*** Extract provided ***
Question:

The bacteria population in a laboratory culture is modeled by the exponential growth equation $P(t) = P_0 \cdot e^{kt}$, where $P(t)$ is the population at time $t$ (measured in hours), $P_0$ is the initial population, and $k$ is a constant.

Given that a bacterial culture initially has 1000 bacteria and that the population triples after 2 hours, find:

a) The value of $k$, representing the exponential growth rate. b) An expression for $P(t)$, the population at any time $t$ in hours. c) The population after 6 hours.

Answer:

a) To find the value of $k$, we can use the given information that the population triples after 2 hours.
*** End of Extract provided ***
*** Input data ***
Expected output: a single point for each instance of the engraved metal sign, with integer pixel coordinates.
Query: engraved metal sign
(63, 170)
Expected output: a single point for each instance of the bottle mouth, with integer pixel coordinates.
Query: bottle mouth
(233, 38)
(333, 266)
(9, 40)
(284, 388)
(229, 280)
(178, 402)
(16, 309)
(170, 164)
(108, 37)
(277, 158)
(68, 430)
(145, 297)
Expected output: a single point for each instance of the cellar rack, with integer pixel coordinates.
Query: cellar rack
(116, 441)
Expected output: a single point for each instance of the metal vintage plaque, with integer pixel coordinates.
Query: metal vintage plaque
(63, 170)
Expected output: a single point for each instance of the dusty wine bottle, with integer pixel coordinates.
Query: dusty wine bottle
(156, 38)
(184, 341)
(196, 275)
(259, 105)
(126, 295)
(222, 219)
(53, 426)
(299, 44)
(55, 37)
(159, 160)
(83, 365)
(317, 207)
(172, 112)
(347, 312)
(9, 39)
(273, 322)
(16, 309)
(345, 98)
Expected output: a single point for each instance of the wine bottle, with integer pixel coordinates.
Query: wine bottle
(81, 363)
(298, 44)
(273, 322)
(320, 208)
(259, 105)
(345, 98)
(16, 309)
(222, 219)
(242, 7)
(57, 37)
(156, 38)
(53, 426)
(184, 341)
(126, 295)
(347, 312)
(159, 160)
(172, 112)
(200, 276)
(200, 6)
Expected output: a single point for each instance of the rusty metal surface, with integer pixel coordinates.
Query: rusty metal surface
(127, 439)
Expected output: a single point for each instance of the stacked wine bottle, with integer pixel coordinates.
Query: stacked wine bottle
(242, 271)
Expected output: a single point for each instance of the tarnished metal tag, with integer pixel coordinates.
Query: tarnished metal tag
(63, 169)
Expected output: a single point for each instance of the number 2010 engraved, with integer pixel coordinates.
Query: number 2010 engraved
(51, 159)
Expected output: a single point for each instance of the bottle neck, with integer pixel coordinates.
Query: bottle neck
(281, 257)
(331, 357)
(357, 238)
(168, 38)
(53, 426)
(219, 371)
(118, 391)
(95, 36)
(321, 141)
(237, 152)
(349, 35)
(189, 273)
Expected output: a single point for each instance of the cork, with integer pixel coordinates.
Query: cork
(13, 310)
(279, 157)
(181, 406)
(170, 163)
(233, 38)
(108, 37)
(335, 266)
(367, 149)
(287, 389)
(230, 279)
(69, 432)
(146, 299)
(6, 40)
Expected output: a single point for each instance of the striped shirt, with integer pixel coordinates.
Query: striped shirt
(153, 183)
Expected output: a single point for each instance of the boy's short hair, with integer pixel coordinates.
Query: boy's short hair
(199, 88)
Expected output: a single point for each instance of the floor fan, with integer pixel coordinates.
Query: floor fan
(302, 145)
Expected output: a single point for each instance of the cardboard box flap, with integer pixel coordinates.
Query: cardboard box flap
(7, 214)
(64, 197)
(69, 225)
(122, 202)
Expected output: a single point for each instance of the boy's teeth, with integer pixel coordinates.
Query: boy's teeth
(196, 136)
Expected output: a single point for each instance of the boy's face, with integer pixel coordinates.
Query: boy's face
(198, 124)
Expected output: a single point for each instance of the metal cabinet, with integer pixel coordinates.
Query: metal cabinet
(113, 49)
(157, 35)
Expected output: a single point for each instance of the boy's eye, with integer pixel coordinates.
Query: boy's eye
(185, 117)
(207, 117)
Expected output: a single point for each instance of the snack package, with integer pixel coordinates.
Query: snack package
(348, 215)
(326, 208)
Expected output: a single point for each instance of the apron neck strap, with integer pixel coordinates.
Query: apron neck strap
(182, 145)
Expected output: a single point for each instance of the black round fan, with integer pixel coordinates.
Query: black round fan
*** End of Input data ***
* **Using the information**:
**a.** In the bacterial growth exercise, translate the sentence "a) To find the value of $k$, we can use the given information that the population triples after 2 hours." into Spanish.
**b.** Write out the part of the bacterial growth exercise that opens with the words containing "a) The value" and closes with "after 2 hours.", substituting "colony" for "population".
**c.** According to the bacterial growth exercise, how many bacteria does the culture have initially?

* **Answers to the exercises**:
**a.** a) Para hallar el valor de $k$, podemos usar la información dada de que la población se triplica al cabo de 2 horas.

**b.**
a) The value of $k$, representing the exponential growth rate. b) An expression for $P(t)$, the colony at any time $t$ in hours. c) The colony after 6 hours.

Answer:

a) To find the value of $k$, we can use the given information that the colony triples after 2 hours.

**c.** 1000 bacteria.